[Saved entries]
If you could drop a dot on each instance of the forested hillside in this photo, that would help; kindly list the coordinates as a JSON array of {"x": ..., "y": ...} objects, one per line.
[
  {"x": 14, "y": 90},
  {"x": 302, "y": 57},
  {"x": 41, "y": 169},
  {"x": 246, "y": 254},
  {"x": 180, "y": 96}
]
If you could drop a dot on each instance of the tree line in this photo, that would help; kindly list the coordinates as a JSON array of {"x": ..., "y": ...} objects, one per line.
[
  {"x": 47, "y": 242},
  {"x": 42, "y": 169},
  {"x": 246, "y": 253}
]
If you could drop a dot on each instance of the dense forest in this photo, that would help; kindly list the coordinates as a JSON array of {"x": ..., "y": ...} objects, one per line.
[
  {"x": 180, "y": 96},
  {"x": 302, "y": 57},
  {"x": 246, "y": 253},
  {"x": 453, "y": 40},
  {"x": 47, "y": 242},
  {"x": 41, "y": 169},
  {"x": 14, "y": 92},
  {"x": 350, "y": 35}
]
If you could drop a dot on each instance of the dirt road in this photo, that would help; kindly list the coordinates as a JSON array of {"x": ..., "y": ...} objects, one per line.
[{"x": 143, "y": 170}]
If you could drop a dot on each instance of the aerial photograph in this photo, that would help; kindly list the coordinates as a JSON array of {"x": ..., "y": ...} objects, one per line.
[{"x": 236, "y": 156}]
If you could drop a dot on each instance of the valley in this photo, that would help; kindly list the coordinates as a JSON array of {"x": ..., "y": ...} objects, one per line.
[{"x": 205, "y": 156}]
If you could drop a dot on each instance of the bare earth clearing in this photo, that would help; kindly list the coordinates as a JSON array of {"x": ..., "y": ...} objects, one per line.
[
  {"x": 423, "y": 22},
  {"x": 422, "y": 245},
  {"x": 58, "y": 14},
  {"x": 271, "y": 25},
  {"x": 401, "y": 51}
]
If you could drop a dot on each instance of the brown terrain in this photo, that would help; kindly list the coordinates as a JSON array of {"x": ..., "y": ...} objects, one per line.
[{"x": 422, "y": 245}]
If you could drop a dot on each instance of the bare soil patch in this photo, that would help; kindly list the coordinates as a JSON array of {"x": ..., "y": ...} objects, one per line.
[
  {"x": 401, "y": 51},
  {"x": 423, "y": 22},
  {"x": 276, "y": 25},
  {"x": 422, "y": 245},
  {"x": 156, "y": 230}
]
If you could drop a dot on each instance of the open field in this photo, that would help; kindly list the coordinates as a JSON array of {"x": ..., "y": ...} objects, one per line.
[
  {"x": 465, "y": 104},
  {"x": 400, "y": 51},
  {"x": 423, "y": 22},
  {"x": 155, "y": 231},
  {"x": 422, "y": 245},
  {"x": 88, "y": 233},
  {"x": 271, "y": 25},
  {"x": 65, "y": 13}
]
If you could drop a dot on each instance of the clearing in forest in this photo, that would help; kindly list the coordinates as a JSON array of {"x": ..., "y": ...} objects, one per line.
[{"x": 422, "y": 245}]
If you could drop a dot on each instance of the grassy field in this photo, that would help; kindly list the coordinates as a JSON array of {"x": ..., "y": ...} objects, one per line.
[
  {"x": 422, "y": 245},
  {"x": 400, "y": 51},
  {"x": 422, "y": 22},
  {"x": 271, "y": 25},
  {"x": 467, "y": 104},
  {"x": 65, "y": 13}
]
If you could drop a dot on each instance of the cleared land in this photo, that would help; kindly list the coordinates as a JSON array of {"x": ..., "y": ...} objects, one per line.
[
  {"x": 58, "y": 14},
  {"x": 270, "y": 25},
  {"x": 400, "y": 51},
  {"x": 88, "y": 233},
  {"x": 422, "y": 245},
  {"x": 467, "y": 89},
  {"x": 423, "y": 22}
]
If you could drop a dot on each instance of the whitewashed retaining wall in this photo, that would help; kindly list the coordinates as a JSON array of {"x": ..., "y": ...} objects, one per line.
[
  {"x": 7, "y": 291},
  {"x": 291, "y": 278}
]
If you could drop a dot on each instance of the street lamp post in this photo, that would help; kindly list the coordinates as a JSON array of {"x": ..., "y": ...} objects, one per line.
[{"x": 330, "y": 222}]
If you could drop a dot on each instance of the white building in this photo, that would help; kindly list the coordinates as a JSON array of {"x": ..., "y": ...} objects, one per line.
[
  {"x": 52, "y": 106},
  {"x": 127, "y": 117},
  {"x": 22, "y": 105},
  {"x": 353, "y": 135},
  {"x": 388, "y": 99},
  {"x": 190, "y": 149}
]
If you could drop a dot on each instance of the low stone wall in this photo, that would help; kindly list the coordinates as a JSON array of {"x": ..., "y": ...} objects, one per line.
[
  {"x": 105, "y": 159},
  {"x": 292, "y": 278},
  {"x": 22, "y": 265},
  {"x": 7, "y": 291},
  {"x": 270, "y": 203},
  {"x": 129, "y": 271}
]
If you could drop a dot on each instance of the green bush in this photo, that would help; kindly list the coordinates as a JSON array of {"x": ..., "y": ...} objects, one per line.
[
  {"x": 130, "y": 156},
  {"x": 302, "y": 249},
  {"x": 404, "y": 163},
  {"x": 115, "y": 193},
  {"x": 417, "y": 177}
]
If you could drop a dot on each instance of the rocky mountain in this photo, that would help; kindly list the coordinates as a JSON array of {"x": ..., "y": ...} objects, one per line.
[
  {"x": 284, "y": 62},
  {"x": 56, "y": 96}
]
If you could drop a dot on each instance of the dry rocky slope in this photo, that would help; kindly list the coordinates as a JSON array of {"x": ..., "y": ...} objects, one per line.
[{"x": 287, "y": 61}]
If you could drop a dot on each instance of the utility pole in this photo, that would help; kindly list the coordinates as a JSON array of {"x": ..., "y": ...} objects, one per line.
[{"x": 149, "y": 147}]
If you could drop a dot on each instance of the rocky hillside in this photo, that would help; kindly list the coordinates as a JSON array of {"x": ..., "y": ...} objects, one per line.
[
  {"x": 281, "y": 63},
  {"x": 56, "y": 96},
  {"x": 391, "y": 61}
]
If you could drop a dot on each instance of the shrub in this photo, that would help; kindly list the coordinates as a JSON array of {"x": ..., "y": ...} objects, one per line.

→ EXERCISE GOAL:
Write the entries out once more, exactly as they appear.

→ SOLVED PROBLEM:
If you could drop a dot on each instance of the forested hillside in this photo, that would help; kindly list the coordinates as a JSON array of {"x": ..., "y": ...} objects, one per line.
[
  {"x": 14, "y": 90},
  {"x": 302, "y": 57},
  {"x": 41, "y": 169},
  {"x": 246, "y": 254},
  {"x": 180, "y": 96}
]
If you could drop a dot on each instance of the tree line in this photo, that would help; kindly list the coordinates as a JSON array of {"x": ..., "y": ...} objects, one per line.
[
  {"x": 47, "y": 242},
  {"x": 42, "y": 169},
  {"x": 246, "y": 253}
]
If you could drop a dot on each instance of the dense forest in this photo, that would help; kindly list the coordinates as a JSON array of {"x": ..., "y": ...} objects, one per line.
[
  {"x": 180, "y": 96},
  {"x": 302, "y": 57},
  {"x": 246, "y": 253},
  {"x": 453, "y": 40},
  {"x": 47, "y": 242},
  {"x": 41, "y": 169},
  {"x": 14, "y": 92},
  {"x": 350, "y": 35}
]
If you could drop a dot on each instance of the dirt road in this photo, that would help; kindly list the coordinates as a JSON array of {"x": ..., "y": ...} objects, one per line.
[{"x": 143, "y": 170}]
If you could drop a dot on each instance of the aerial photograph in this photo, that would help; kindly list the coordinates as a JSON array of {"x": ..., "y": ...} objects, one per line.
[{"x": 236, "y": 156}]
If you could drop a dot on each instance of the valley in this photo, that would help; kindly list the coordinates as a JSON array of {"x": ..., "y": ...} objects, one per line.
[{"x": 205, "y": 156}]
If you could drop a dot on each instance of the bare earth clearing in this photo, that would help; kindly list the coordinates as a JSON array of {"x": ..., "y": ...} objects, one per line.
[
  {"x": 423, "y": 22},
  {"x": 422, "y": 245},
  {"x": 58, "y": 14},
  {"x": 271, "y": 25},
  {"x": 401, "y": 51}
]
If you could drop a dot on each instance of the brown terrain in this photo, that would help; kindly list the coordinates as a JSON array of {"x": ..., "y": ...} objects, one per line.
[{"x": 422, "y": 245}]
If you could drop a dot on each instance of the bare soil patch in this photo, that would help; kindly list the coordinates as a JSON array of {"x": ..., "y": ...} objects, one per line.
[
  {"x": 401, "y": 51},
  {"x": 423, "y": 22},
  {"x": 276, "y": 25},
  {"x": 422, "y": 245},
  {"x": 156, "y": 230}
]
If you could drop a dot on each instance of the open field in this photo, that would help; kindly list the coordinates as a JSON array of {"x": ..., "y": ...} objects, one per line.
[
  {"x": 465, "y": 104},
  {"x": 400, "y": 51},
  {"x": 423, "y": 22},
  {"x": 155, "y": 231},
  {"x": 422, "y": 245},
  {"x": 88, "y": 233},
  {"x": 271, "y": 25},
  {"x": 65, "y": 13}
]
If you could drop a dot on each instance of the clearing in forest in this photo, that would help; kindly list the coordinates as a JSON array of {"x": ..., "y": ...} objects, one per line.
[{"x": 422, "y": 245}]
If you could drop a dot on each instance of the grassy field in this photo, that would help; kindly list the coordinates as a JSON array of {"x": ..., "y": ...} objects, one per line.
[
  {"x": 422, "y": 245},
  {"x": 400, "y": 51},
  {"x": 422, "y": 22},
  {"x": 271, "y": 25},
  {"x": 467, "y": 104},
  {"x": 65, "y": 13}
]
If you could drop a dot on each instance of the cleared land in this photo, that would help; kindly list the coordinates as a JSON array of {"x": ..., "y": ...} objects, one per line.
[
  {"x": 58, "y": 14},
  {"x": 270, "y": 25},
  {"x": 400, "y": 51},
  {"x": 88, "y": 233},
  {"x": 422, "y": 245},
  {"x": 467, "y": 89},
  {"x": 423, "y": 22}
]
If you could drop a dot on each instance of the whitewashed retaining wall in this photo, that would help; kindly list the coordinates as a JSON array of {"x": ..., "y": ...} objects, one per line.
[
  {"x": 7, "y": 291},
  {"x": 291, "y": 278}
]
If you could drop a dot on each instance of the street lamp post in this photo, that would help; kindly list the coordinates as a JSON array of {"x": ..., "y": ...} objects, one per line.
[{"x": 330, "y": 222}]
If you could drop a dot on each instance of the white building in this photo, that would help; kindly list the coordinates as a JSON array of {"x": ..., "y": ...} objects, one per line.
[
  {"x": 52, "y": 106},
  {"x": 127, "y": 117},
  {"x": 22, "y": 105},
  {"x": 353, "y": 135},
  {"x": 388, "y": 99},
  {"x": 190, "y": 149}
]
If you could drop a dot on each instance of the low stone wall in this photo, that would help; kindly list the coordinates as a JSON array of {"x": ..., "y": ...} objects, one per line.
[
  {"x": 105, "y": 159},
  {"x": 292, "y": 278},
  {"x": 22, "y": 265},
  {"x": 7, "y": 291},
  {"x": 270, "y": 203},
  {"x": 129, "y": 271}
]
If you could drop a dot on each instance of the green bush in this photo, that would help; kindly list the coordinates as a JSON array of {"x": ..., "y": ...} objects, one per line.
[
  {"x": 130, "y": 156},
  {"x": 302, "y": 249},
  {"x": 404, "y": 163},
  {"x": 115, "y": 193},
  {"x": 417, "y": 177}
]
If you could drop a dot on each instance of the rocky mountain in this photo, that would help; kindly list the coordinates as a JSON array of {"x": ..., "y": ...} objects, one per line.
[
  {"x": 284, "y": 62},
  {"x": 56, "y": 96}
]
If you could drop a dot on each instance of the dry rocky slope in this photo, that would help; kindly list the coordinates as a JSON array of {"x": ..., "y": ...} objects, one per line.
[{"x": 287, "y": 61}]
If you could drop a dot on each instance of the utility pole in this photo, that would help; kindly list the coordinates as a JSON array of {"x": ..., "y": ...} objects, one per line.
[{"x": 149, "y": 147}]
If you could drop a dot on each instance of the rocky hillside in this photo, that would help; kindly list the coordinates as a JSON array of {"x": ..., "y": ...} objects, one per line.
[
  {"x": 281, "y": 63},
  {"x": 56, "y": 96},
  {"x": 391, "y": 61}
]
If you could drop a dot on each instance of the shrub in this photo, that would help; kindly list the coordinates as a JSON array of {"x": ..., "y": ...} objects, one per line.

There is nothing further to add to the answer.